Point-per-instance localization data

^^^^

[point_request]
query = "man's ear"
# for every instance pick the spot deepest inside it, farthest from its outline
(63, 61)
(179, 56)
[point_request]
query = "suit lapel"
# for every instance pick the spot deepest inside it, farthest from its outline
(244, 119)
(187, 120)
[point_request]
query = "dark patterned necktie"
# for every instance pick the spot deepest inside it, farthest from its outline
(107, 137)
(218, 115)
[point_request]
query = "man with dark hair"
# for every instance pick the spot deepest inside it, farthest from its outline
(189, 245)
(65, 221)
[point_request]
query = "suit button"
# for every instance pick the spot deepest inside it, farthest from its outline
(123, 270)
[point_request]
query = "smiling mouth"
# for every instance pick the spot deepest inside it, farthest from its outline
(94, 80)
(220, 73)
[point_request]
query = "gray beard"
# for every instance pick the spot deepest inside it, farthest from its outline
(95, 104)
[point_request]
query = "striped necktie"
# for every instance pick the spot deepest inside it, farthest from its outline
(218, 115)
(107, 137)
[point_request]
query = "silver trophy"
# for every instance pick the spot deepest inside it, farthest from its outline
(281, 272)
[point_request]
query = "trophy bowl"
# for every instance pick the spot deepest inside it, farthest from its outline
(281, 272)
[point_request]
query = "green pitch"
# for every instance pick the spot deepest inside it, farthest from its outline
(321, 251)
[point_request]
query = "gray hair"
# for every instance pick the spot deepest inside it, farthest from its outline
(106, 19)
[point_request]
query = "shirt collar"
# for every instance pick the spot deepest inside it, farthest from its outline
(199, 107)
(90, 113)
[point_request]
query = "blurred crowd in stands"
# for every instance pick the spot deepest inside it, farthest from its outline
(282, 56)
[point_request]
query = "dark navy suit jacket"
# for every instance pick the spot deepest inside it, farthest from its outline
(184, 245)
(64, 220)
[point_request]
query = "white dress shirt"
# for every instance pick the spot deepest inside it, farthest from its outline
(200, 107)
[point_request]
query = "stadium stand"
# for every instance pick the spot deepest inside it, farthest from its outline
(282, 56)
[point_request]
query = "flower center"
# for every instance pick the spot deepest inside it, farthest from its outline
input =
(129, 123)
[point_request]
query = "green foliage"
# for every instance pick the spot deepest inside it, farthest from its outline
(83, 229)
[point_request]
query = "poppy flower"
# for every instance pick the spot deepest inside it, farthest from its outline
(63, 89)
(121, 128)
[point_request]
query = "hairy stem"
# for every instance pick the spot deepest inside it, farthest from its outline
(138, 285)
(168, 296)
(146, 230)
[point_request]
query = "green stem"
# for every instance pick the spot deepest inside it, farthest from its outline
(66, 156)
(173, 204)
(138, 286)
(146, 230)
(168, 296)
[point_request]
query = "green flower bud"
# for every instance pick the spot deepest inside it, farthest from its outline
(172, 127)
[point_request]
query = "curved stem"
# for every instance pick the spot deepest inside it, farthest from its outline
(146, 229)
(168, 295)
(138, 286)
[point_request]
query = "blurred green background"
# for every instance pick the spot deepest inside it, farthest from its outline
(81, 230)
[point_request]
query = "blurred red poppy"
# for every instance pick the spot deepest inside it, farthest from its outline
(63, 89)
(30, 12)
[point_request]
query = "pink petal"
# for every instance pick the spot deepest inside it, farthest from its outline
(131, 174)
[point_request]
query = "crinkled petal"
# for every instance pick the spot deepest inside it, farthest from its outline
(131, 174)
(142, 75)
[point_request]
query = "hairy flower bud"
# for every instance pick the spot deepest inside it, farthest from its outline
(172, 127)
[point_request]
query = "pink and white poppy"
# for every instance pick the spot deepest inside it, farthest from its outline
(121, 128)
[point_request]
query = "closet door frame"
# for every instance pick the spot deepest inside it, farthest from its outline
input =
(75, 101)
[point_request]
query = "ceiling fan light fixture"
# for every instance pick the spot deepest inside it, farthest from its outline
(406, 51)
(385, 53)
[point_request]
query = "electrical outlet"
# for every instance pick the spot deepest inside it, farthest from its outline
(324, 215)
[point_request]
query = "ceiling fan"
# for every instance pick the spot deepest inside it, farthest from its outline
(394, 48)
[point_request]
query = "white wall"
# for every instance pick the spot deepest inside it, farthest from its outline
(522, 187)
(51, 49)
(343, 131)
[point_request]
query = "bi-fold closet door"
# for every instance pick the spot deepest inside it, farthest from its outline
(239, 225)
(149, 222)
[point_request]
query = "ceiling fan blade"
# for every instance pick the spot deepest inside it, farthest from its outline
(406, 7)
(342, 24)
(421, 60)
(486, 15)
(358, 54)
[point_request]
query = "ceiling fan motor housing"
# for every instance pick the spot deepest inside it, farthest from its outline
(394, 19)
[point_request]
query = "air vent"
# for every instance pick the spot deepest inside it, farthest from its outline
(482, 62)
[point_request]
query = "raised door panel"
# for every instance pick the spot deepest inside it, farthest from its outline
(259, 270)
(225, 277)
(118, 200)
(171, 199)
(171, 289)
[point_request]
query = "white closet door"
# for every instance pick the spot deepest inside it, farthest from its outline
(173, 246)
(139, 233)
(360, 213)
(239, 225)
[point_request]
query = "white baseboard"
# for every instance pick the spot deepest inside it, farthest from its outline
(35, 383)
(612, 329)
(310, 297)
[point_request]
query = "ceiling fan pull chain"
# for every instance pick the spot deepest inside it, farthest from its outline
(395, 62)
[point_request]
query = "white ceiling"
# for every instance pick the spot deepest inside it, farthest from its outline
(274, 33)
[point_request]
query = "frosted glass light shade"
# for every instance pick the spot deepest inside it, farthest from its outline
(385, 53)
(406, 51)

^^^^

■ **Requirement**: Go through the entries and return each line where the word "hairy" occurs.

■ **Solved problem**:
query = "hairy stem"
query = "hairy flower bud"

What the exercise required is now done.